*** Source records

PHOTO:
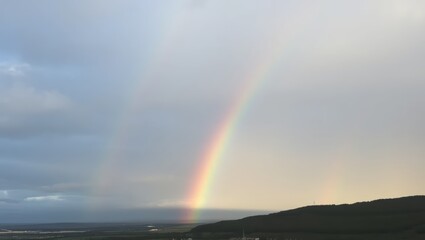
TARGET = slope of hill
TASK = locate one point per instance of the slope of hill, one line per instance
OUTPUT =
(386, 216)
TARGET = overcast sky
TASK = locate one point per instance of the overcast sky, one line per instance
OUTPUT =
(107, 106)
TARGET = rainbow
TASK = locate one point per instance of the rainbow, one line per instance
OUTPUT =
(216, 148)
(199, 191)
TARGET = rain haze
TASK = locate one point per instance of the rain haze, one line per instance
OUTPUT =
(138, 110)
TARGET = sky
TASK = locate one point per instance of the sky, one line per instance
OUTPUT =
(109, 109)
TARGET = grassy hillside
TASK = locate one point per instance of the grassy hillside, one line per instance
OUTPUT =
(387, 216)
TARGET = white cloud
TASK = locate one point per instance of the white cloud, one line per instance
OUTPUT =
(44, 198)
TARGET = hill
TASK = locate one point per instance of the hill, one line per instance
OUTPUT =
(385, 216)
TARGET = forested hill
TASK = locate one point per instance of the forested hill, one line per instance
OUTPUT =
(379, 216)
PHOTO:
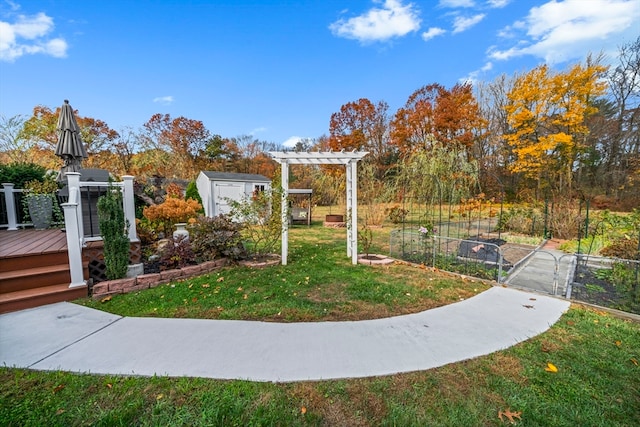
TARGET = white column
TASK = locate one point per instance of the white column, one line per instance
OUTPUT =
(73, 181)
(129, 207)
(285, 208)
(9, 200)
(354, 211)
(74, 244)
(349, 203)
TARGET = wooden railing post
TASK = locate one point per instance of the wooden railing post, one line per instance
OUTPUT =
(129, 206)
(73, 181)
(73, 227)
(9, 200)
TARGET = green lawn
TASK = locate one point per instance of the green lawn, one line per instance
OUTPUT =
(597, 382)
(319, 283)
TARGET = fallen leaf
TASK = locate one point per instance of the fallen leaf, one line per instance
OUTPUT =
(511, 416)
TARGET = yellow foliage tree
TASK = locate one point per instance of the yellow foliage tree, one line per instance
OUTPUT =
(547, 113)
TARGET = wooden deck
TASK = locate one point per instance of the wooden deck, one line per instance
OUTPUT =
(31, 242)
(34, 269)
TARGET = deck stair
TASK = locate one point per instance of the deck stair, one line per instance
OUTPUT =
(34, 270)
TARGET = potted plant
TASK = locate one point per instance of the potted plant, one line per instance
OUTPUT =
(39, 199)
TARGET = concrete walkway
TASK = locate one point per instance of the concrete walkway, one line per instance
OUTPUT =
(537, 273)
(73, 338)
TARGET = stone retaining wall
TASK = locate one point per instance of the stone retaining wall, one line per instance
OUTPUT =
(146, 281)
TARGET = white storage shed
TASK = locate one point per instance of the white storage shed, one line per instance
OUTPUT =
(216, 187)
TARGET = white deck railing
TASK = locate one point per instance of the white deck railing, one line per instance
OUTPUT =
(73, 217)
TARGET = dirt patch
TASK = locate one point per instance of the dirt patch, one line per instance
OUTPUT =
(514, 252)
(331, 292)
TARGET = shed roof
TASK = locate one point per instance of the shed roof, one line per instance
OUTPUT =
(232, 176)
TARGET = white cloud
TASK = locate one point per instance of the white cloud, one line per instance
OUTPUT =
(393, 19)
(461, 24)
(473, 76)
(561, 31)
(432, 32)
(293, 140)
(164, 100)
(28, 35)
(496, 4)
(456, 3)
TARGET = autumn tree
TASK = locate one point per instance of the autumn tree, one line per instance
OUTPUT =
(490, 148)
(363, 126)
(442, 175)
(547, 113)
(13, 144)
(184, 139)
(41, 130)
(621, 165)
(434, 115)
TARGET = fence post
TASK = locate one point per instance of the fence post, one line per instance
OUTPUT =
(11, 206)
(73, 225)
(129, 207)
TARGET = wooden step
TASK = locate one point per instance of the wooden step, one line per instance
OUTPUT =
(36, 297)
(25, 261)
(17, 280)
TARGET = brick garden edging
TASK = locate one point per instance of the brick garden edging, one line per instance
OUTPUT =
(146, 281)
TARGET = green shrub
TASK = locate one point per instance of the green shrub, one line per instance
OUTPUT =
(20, 173)
(192, 193)
(177, 254)
(396, 214)
(217, 237)
(624, 248)
(260, 214)
(113, 228)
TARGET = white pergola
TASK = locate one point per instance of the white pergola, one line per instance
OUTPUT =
(350, 161)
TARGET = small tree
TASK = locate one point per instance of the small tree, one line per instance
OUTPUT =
(261, 215)
(114, 230)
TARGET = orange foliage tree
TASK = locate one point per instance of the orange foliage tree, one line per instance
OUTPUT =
(173, 210)
(40, 128)
(547, 112)
(433, 115)
(362, 125)
(184, 139)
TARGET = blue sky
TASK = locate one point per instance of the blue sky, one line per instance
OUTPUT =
(277, 70)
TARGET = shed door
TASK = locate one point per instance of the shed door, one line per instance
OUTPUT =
(226, 190)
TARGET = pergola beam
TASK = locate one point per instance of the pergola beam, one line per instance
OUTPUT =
(350, 161)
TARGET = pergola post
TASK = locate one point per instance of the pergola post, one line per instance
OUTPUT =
(350, 161)
(285, 211)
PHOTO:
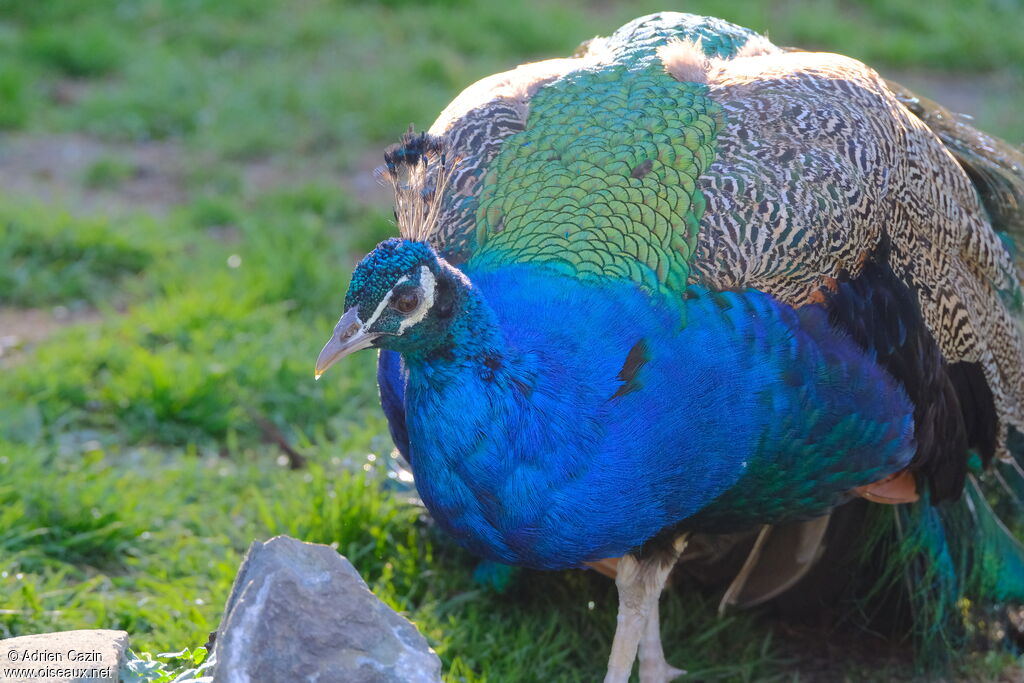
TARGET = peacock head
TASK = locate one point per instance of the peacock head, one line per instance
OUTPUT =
(396, 300)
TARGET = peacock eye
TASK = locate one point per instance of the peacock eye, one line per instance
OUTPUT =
(406, 302)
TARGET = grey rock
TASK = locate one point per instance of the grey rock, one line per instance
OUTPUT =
(300, 611)
(65, 656)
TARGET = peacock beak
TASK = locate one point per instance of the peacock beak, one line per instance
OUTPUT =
(349, 336)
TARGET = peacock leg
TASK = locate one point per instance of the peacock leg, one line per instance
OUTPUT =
(653, 668)
(640, 584)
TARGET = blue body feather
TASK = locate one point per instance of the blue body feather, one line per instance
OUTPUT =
(535, 460)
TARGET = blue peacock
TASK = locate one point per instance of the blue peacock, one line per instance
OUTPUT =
(686, 285)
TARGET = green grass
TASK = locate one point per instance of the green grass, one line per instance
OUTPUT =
(135, 464)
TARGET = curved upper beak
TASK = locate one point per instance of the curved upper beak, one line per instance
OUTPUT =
(349, 336)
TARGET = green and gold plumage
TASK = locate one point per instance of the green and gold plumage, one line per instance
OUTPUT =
(603, 185)
(691, 283)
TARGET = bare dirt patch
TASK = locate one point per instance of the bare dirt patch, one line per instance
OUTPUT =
(22, 328)
(54, 169)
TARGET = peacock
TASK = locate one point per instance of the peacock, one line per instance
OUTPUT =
(686, 290)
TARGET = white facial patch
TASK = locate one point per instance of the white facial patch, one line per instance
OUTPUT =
(383, 304)
(428, 285)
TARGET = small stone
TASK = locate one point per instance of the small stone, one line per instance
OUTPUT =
(300, 611)
(66, 656)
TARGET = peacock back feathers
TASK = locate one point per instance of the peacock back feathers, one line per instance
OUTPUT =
(687, 157)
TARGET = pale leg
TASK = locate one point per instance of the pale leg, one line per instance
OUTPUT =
(653, 668)
(640, 585)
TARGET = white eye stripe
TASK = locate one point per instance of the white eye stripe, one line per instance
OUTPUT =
(427, 287)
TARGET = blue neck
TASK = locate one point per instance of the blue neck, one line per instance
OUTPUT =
(535, 441)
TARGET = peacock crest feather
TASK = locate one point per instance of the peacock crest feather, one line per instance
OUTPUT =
(419, 169)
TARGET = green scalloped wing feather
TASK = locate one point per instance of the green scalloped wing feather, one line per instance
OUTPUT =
(603, 180)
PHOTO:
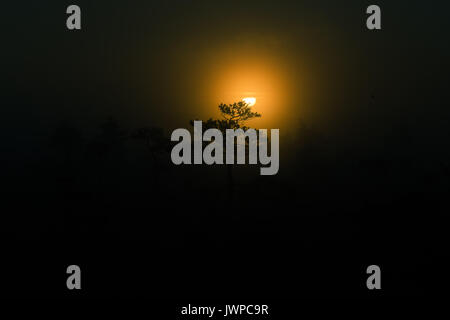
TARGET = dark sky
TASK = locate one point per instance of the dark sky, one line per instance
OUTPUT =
(160, 63)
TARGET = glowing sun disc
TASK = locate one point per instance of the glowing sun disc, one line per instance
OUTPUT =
(250, 101)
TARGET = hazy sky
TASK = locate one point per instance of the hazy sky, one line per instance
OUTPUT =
(165, 62)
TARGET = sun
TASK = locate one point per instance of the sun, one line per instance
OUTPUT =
(251, 101)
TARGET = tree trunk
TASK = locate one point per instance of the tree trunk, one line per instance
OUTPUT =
(230, 182)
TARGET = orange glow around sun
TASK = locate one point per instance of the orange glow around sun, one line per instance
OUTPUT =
(251, 101)
(261, 83)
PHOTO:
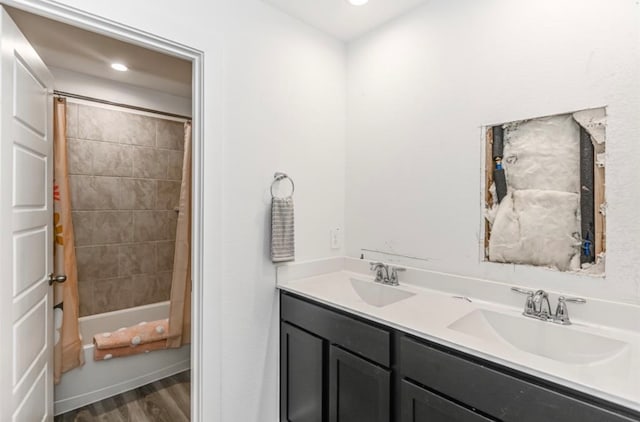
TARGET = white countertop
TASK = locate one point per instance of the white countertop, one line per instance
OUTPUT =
(429, 313)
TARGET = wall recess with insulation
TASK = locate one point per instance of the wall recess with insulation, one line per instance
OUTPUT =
(545, 198)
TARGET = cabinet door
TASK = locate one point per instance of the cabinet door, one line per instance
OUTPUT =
(420, 405)
(358, 390)
(301, 357)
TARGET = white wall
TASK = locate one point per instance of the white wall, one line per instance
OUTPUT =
(274, 100)
(105, 89)
(421, 87)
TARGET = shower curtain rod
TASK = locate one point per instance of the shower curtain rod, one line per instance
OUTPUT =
(112, 103)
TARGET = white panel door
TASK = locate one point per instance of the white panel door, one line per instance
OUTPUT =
(26, 238)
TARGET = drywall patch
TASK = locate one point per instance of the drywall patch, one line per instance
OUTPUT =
(538, 222)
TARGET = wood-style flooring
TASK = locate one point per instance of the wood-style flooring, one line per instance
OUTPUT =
(166, 400)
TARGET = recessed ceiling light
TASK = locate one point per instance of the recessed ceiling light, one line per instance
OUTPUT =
(119, 67)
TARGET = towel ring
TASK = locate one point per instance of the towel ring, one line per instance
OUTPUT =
(281, 176)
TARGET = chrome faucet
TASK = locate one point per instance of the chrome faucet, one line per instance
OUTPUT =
(382, 273)
(534, 306)
(541, 297)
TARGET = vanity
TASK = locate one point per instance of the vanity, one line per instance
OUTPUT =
(355, 350)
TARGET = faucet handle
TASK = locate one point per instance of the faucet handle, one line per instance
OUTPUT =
(374, 266)
(562, 313)
(529, 307)
(522, 291)
(393, 279)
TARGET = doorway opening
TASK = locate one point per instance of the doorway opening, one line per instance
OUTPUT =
(125, 136)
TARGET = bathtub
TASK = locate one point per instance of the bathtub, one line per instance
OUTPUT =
(98, 380)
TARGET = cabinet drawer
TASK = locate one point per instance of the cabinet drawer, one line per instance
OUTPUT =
(420, 405)
(364, 339)
(493, 392)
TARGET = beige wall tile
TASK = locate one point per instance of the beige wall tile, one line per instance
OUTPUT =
(85, 295)
(170, 134)
(172, 224)
(149, 163)
(80, 156)
(165, 255)
(112, 295)
(149, 288)
(164, 285)
(83, 223)
(125, 182)
(112, 159)
(174, 165)
(168, 196)
(94, 193)
(97, 262)
(137, 194)
(138, 258)
(112, 227)
(72, 120)
(150, 226)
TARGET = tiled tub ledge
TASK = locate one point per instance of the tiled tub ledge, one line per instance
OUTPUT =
(433, 309)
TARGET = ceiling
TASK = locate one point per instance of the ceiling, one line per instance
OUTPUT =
(67, 47)
(342, 20)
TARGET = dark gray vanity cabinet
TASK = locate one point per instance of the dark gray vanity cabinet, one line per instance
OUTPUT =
(493, 391)
(337, 367)
(420, 405)
(358, 390)
(333, 367)
(301, 386)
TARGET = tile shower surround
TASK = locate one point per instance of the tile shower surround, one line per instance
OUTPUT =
(125, 171)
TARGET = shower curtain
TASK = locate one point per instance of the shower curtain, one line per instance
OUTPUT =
(68, 352)
(180, 308)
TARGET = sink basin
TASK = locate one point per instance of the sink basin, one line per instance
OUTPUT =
(560, 343)
(377, 294)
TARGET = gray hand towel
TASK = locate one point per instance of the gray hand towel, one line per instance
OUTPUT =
(282, 230)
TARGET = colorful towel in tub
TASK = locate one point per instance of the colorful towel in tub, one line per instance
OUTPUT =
(142, 338)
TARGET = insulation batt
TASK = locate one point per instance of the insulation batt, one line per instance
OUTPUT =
(538, 222)
(543, 154)
(537, 227)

******

Stated exercise:
Copy out every line from the one containing "TARGET = doorway opening" to the end of the material, both ends included.

The output:
TARGET = doorway opening
TASK = locate one point per instance of the doorway opening, one line per instance
OUTPUT =
(125, 136)
TARGET = bathtub
TASK = locate one point per instance of the bathtub, one line per instance
OUTPUT =
(98, 380)
TARGET = cabinet drawer
TASK = locate one point per instance of the cabinet drawer, one line per instance
OUTPUT =
(420, 405)
(364, 339)
(493, 392)
TARGET = beige wall tile
TASK = locate one point per instance of the beige wall tile, one line per instance
OUTPUT =
(85, 295)
(170, 134)
(172, 224)
(149, 163)
(80, 156)
(165, 255)
(112, 295)
(149, 288)
(164, 285)
(83, 223)
(125, 182)
(112, 159)
(174, 165)
(168, 196)
(94, 193)
(97, 262)
(137, 194)
(138, 258)
(112, 227)
(72, 120)
(150, 226)
TARGET = tiled tub ledge
TASK = locate one point per instance of the tiled tub ledge, one line per instance
OUTPUT =
(433, 309)
TARGET = ceiling
TASK = locate one point per instance of the ceiling, one line per instance
OUTPUT =
(67, 47)
(342, 20)
TARGET = dark gray vanity cabinet
TASK = locate one point per instance of the dark gray vanity cabinet, one line per instance
OUTPUT =
(493, 391)
(337, 367)
(420, 405)
(358, 390)
(333, 367)
(301, 386)
TARGET = tile shower surround
TASK = locate one point per instance of the tile shower surround, one line per instance
OUTPUT =
(125, 171)
TARGET = shower curtain
TASK = locate one point per instance of the shower curtain, one line per instance
OUTPUT =
(68, 352)
(180, 308)
TARGET = sink basin
TASK = locate one point per instance of the sink basin, one line per instance
OUTPUT =
(560, 343)
(377, 294)
TARGET = gray hand towel
TASK = locate one point per instance of the gray hand towel, one line per instance
OUTPUT =
(282, 230)
TARGET = colorful towel in tub
TASK = locate one point per instance of the colorful towel in tub, one line per instance
OUTPUT =
(142, 338)
TARGET = insulation batt
TASK = locate one point per instance of the insulation batt, one line per instance
OUTPUT =
(538, 222)
(543, 154)
(537, 227)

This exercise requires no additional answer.